Write out the entries below word for word, beginning with their first line and ending with the line that contains "xmin=288 ymin=115 xmax=411 ymax=195", and include nothing else.

_ _ _ _

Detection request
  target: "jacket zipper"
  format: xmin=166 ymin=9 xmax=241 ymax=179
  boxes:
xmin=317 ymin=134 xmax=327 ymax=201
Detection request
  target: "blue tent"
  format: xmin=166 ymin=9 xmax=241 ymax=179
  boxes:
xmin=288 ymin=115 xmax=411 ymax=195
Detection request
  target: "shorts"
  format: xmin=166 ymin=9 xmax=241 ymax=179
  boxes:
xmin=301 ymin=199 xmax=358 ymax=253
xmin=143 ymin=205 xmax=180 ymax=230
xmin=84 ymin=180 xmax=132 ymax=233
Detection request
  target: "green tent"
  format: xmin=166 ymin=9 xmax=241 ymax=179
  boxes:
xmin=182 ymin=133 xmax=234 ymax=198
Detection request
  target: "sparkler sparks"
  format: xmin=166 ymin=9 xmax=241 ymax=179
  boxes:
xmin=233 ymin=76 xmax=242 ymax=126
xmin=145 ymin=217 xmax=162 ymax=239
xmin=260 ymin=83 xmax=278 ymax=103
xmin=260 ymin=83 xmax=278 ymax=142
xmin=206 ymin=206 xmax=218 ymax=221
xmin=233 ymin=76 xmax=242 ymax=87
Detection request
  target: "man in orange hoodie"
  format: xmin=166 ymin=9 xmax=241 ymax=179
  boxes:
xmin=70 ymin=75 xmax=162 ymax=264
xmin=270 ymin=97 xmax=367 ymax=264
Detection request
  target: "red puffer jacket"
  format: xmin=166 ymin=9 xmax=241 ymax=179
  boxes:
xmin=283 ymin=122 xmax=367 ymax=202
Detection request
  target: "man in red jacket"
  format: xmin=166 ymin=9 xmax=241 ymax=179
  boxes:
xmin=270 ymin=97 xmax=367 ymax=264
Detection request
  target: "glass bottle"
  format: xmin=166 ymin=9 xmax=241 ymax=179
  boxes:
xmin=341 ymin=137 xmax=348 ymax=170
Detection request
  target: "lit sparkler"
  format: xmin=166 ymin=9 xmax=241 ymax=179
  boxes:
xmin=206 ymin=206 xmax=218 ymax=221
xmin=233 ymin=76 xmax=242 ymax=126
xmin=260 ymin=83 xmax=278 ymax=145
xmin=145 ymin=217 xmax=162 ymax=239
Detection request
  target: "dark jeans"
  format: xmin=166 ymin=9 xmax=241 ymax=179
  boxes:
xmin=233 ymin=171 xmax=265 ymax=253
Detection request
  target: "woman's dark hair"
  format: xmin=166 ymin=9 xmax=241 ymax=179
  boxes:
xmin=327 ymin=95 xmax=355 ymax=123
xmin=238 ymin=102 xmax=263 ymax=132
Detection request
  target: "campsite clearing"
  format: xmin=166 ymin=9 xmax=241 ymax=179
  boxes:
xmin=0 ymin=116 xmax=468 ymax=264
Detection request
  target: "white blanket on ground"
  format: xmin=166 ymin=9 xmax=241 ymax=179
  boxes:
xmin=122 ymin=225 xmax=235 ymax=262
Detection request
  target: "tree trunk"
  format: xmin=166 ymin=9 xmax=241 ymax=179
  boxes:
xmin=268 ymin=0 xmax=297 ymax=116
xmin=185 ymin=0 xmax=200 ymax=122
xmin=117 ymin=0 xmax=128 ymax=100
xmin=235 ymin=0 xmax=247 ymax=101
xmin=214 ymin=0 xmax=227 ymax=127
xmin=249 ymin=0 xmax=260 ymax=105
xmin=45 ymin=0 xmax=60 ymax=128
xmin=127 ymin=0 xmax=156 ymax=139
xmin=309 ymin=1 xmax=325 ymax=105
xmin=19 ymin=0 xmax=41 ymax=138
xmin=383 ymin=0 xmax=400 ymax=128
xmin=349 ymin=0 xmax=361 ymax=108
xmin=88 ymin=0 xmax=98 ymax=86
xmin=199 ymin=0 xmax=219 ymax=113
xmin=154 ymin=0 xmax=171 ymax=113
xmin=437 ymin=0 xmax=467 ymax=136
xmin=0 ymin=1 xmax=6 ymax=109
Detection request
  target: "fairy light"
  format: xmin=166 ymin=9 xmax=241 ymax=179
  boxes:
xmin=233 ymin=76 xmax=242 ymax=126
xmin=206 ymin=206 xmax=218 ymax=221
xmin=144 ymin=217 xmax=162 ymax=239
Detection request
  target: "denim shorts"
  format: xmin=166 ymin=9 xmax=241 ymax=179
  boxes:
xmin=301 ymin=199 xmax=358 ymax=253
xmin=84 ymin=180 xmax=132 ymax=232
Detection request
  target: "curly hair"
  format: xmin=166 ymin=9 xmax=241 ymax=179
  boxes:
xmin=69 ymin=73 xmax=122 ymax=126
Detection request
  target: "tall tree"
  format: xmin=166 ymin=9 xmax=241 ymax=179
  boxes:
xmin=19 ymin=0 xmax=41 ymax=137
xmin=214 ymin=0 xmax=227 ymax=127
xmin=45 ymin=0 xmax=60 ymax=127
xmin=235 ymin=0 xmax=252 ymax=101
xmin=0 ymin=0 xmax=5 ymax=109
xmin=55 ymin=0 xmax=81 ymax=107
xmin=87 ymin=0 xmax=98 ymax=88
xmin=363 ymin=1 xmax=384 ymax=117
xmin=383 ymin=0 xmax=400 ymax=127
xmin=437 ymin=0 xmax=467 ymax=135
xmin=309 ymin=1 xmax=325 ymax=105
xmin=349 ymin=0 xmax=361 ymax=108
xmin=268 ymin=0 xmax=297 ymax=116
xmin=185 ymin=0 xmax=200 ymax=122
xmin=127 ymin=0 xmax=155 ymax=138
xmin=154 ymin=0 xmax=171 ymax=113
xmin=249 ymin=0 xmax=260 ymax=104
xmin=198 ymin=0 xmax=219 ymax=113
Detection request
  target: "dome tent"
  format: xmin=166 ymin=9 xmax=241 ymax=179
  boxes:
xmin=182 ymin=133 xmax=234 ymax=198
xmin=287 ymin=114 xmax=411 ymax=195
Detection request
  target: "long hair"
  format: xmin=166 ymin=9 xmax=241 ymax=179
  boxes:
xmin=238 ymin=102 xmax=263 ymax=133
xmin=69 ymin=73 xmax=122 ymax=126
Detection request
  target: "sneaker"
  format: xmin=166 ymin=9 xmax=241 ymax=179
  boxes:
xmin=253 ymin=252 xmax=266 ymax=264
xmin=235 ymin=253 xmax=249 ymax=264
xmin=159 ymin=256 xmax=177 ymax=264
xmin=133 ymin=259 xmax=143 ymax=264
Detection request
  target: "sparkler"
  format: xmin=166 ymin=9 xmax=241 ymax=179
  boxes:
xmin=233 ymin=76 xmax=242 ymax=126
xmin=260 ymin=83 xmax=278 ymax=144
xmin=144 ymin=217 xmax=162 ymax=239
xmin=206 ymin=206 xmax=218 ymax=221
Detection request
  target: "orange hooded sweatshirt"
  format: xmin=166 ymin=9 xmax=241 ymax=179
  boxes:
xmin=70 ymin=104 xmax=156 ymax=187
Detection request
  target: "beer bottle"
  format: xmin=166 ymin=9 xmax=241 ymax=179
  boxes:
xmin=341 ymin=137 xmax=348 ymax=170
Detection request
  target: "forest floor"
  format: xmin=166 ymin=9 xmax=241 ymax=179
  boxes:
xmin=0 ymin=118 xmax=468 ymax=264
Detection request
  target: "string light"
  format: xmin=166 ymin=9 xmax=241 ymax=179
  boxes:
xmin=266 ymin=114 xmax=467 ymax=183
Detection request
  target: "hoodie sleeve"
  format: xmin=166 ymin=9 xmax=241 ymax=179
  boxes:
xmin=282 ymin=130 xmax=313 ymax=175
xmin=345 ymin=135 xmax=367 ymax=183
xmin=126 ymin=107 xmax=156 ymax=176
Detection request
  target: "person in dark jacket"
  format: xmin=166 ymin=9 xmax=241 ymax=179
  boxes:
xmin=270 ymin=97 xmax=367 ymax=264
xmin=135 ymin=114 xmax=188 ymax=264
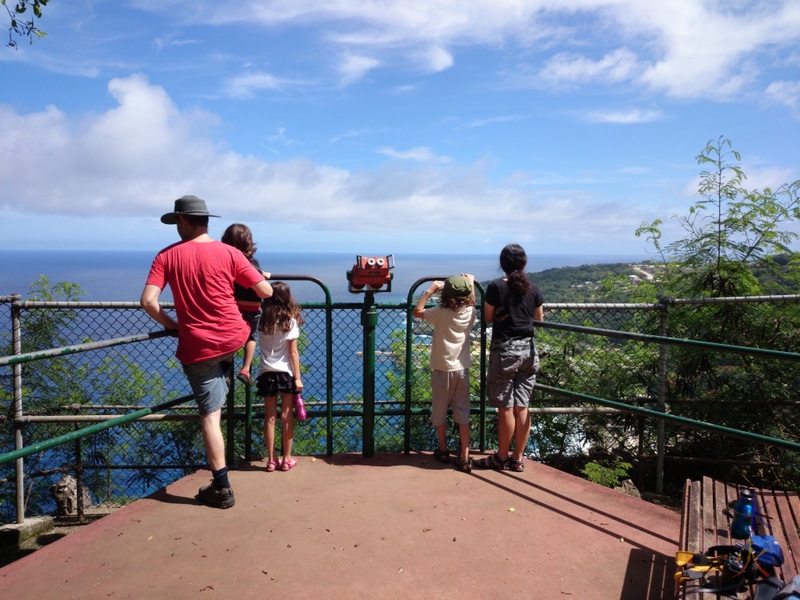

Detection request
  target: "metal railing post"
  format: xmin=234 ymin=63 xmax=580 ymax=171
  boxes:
xmin=11 ymin=294 xmax=25 ymax=524
xmin=656 ymin=298 xmax=670 ymax=494
xmin=361 ymin=291 xmax=378 ymax=458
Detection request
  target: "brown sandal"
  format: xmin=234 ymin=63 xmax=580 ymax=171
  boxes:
xmin=475 ymin=452 xmax=510 ymax=471
xmin=433 ymin=449 xmax=450 ymax=463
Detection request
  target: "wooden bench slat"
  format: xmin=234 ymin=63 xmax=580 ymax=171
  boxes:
xmin=676 ymin=477 xmax=800 ymax=600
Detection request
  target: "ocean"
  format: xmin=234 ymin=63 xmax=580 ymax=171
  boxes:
xmin=0 ymin=250 xmax=644 ymax=303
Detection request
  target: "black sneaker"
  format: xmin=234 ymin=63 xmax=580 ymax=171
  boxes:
xmin=194 ymin=481 xmax=236 ymax=508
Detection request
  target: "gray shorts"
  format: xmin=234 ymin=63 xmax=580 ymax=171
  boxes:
xmin=486 ymin=339 xmax=539 ymax=408
xmin=183 ymin=352 xmax=233 ymax=415
xmin=431 ymin=369 xmax=469 ymax=427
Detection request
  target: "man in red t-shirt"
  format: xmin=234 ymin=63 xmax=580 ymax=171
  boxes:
xmin=141 ymin=196 xmax=272 ymax=508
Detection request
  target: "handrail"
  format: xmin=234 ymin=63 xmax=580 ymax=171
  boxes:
xmin=0 ymin=329 xmax=175 ymax=367
xmin=0 ymin=394 xmax=194 ymax=465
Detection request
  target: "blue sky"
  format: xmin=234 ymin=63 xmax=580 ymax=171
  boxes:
xmin=0 ymin=0 xmax=800 ymax=255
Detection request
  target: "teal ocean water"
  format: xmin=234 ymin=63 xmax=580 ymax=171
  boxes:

_ _ _ _

**Response to the task**
Detection request
  target: "jacket zipper"
  format: xmin=166 ymin=9 xmax=241 ymax=179
  boxes:
xmin=317 ymin=134 xmax=327 ymax=201
Detection request
  target: "blue tent"
  format: xmin=166 ymin=9 xmax=241 ymax=179
  boxes:
xmin=288 ymin=115 xmax=411 ymax=195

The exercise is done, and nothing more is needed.